-- begin Selected text --

Sunday, January 18, 2009

Philadelphia

In which we visit the City of Brotherly Love, yo?

Christ Church spire alight amid the gloaming

Took a short time-out and headed East to visit a friend in Philadelphia, cradle of American Liberty. Among our first stops was my friend's church, Christ Church, in the Old City. Founded in 1695 and built between 1727 and 1744, Christ Church was attended by William Penn -- who was baptized in the church's historic font, which had been brought over from England, where it had already served baptismal duty for some two centuries -- Benjamin Franklin (buried in the churchyard), Betsy Ross, George Washington and 15 signers of the Declaration of Independence.

The evening light casts elegant tracery upon Christ Church's ceiling

An Episcopal church, Christ Church represented the Church of England in America, and its plain, brick-and-white, lightly neoclassical design -- a perfect example of the early Georgian -- shows it. It is a hallowed place the evokes a kind of reverence in even the most skeptical heart, as well as a swell of patriotism and a feeling of continuity: the gift of generations.

We strolled through the Old City, down the little Georgian side streets past 18th century row houses like the one above, whose crooked door and window attests to the passage of time and the simple beauty of traditional architecture. In fact, I'd like to have a little chat with the city fathers about their decision to allow skyscrapers taller that William Penn's hat, atop Philly's Victorian City Hall. It was a bad decision, one that may have give the city a modern "skyline," but also overshadowed and diminished this old town's glorious architectural and historic heritage.

-- end Selected text --

▶ _Problem statement_: Could you return the Philadelphia blog post above, word for word and in full?

-- begin Entries supplied --

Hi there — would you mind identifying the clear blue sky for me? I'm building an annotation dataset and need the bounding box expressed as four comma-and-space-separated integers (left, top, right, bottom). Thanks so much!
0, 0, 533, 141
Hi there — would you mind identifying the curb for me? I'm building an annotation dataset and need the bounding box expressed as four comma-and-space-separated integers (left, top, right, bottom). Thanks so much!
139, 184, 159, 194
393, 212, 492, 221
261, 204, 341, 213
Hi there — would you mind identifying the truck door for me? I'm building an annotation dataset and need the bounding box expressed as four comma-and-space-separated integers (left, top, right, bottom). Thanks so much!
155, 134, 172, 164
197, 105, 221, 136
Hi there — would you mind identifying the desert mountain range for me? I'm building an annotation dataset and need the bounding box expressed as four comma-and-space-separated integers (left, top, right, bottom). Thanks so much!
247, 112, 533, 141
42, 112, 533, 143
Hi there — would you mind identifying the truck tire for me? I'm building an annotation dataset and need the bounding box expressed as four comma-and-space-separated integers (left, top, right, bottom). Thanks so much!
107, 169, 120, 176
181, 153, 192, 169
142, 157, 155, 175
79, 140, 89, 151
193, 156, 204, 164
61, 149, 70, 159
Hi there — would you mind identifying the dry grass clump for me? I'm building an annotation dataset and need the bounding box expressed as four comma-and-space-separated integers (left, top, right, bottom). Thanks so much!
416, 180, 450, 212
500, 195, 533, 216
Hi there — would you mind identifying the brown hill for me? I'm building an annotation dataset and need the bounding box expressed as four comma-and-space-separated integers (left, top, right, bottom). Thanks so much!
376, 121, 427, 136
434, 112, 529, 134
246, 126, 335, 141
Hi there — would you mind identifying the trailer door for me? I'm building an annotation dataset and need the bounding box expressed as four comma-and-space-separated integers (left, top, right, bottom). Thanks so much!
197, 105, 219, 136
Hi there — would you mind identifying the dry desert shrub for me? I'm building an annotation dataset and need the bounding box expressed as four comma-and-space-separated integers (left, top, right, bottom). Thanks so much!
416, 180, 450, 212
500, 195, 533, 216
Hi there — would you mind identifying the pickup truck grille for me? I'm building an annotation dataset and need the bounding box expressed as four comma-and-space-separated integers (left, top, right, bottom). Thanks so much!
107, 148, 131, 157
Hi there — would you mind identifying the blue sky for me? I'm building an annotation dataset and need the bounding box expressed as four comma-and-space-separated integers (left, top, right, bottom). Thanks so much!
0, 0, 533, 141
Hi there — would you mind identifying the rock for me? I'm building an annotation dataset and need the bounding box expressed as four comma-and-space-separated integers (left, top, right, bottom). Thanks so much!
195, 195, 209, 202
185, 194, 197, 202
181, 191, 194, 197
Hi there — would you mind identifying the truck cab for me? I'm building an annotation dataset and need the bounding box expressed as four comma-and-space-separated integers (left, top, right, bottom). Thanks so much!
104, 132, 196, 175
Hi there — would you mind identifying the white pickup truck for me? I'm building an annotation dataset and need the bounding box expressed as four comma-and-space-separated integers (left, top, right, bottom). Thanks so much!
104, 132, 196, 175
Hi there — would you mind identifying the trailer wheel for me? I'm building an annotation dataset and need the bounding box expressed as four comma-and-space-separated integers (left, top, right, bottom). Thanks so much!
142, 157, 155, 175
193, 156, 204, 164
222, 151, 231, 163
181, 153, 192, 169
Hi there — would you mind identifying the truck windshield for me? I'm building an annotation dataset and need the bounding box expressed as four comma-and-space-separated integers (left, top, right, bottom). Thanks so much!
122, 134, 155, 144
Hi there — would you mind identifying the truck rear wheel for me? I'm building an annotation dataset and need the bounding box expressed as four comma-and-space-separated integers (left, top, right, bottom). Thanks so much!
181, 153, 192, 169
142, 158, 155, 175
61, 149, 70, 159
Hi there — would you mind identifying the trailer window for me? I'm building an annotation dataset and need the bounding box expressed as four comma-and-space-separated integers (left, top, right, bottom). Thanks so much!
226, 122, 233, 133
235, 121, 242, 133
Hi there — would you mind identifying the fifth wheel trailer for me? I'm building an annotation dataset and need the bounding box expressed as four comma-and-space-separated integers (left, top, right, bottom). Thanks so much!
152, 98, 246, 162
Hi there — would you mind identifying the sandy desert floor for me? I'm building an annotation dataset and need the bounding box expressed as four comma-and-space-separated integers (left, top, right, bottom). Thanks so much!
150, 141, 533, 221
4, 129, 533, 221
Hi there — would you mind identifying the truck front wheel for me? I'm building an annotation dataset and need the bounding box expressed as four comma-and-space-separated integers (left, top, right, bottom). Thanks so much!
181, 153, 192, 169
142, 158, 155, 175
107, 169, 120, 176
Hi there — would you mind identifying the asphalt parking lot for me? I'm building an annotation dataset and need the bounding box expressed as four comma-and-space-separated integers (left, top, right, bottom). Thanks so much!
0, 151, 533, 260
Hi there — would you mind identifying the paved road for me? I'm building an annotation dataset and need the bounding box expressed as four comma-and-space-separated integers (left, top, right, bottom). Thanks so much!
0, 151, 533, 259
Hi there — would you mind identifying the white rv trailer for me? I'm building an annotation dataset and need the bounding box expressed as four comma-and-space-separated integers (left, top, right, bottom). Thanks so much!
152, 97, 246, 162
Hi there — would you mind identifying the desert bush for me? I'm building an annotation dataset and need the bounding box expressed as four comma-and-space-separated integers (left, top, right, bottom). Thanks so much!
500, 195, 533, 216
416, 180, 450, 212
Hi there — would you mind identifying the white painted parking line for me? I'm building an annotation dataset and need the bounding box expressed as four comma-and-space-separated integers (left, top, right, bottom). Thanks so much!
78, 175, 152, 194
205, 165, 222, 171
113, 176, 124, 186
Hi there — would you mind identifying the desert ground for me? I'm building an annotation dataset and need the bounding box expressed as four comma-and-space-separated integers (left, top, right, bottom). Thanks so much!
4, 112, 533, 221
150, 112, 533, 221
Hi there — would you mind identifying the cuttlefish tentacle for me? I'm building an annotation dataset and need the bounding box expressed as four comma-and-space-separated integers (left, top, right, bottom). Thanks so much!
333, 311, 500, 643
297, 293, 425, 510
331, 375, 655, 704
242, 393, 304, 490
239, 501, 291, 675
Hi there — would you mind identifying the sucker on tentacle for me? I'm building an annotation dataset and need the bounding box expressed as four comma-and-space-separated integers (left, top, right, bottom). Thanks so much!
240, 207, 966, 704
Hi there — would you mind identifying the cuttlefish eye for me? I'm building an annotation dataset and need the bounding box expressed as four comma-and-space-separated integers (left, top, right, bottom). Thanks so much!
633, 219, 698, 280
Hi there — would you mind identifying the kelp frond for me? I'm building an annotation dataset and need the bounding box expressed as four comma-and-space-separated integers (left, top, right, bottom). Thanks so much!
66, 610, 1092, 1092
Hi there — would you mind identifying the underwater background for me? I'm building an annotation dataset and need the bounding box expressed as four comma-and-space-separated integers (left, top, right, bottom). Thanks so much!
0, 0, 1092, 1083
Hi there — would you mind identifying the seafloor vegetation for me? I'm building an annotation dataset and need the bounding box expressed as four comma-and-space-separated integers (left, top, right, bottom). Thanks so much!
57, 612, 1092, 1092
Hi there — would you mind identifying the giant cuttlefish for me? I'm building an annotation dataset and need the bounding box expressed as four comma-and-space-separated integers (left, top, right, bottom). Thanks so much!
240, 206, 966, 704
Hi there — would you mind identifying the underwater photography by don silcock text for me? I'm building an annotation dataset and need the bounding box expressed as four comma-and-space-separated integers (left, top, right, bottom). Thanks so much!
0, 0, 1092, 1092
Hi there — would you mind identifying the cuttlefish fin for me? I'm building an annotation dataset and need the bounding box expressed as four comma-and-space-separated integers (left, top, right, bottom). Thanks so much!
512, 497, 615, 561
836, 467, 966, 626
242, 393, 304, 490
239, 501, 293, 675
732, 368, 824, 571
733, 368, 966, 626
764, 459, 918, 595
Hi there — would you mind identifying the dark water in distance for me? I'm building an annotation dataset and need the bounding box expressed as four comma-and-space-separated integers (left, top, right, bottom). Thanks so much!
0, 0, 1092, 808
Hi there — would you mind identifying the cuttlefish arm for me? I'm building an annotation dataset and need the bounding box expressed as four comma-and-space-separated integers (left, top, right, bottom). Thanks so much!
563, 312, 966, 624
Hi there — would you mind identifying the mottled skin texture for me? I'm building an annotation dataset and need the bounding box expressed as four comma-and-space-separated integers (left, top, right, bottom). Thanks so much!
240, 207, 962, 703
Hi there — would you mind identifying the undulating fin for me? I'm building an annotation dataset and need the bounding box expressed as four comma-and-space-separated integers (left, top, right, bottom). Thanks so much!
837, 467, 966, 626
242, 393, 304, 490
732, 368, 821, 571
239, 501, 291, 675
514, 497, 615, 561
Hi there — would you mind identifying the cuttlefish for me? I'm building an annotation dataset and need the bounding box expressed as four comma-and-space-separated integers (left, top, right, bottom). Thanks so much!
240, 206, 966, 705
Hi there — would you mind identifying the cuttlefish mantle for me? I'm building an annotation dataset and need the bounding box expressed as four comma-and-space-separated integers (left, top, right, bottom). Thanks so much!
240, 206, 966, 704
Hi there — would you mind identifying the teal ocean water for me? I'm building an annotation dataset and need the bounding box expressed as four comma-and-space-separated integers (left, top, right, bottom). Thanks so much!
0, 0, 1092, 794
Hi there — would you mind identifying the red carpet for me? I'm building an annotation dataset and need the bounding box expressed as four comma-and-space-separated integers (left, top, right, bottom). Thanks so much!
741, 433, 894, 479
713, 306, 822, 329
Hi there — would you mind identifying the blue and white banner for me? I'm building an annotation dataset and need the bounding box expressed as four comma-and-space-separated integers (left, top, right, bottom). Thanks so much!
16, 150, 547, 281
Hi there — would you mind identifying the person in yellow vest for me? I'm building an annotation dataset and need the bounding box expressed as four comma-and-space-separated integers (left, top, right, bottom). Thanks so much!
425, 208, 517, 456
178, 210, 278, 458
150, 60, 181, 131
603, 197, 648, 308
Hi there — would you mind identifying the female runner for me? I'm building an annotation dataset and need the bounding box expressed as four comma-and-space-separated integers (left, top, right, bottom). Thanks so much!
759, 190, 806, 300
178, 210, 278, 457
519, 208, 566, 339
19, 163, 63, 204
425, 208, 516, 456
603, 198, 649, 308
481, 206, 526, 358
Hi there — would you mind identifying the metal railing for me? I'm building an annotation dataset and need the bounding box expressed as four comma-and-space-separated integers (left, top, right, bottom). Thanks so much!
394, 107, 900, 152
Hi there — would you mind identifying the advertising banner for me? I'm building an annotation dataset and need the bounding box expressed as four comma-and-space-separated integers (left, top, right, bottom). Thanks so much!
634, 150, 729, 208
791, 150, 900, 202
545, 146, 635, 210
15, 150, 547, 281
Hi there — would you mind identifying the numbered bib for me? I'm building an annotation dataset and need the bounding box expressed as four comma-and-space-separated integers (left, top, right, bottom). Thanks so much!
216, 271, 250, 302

-- end Entries supplied --

▶ _Solution to the problem_:
Sunday, January 18, 2009

Philadelphia

In which we visit the City of Brotherly Love, yo?

Christ Church spire alight amid the gloaming

Took a short time-out and headed East to visit a friend in Philadelphia, cradle of American Liberty. Among our first stops was my friend's church, Christ Church, in the Old City. Founded in 1695 and built between 1727 and 1744, Christ Church was attended by William Penn -- who was baptized in the church's historic font, which had been brought over from England, where it had already served baptismal duty for some two centuries -- Benjamin Franklin (buried in the churchyard), Betsy Ross, George Washington and 15 signers of the Declaration of Independence.

The evening light casts elegant tracery upon Christ Church's ceiling

An Episcopal church, Christ Church represented the Church of England in America, and its plain, brick-and-white, lightly neoclassical design -- a perfect example of the early Georgian -- shows it. It is a hallowed place the evokes a kind of reverence in even the most skeptical heart, as well as a swell of patriotism and a feeling of continuity: the gift of generations.

We strolled through the Old City, down the little Georgian side streets past 18th century row houses like the one above, whose crooked door and window attests to the passage of time and the simple beauty of traditional architecture. In fact, I'd like to have a little chat with the city fathers about their decision to allow skyscrapers taller that William Penn's hat, atop Philly's Victorian City Hall. It was a bad decision, one that may have give the city a modern "skyline," but also overshadowed and diminished this old town's glorious architectural and historic heritage.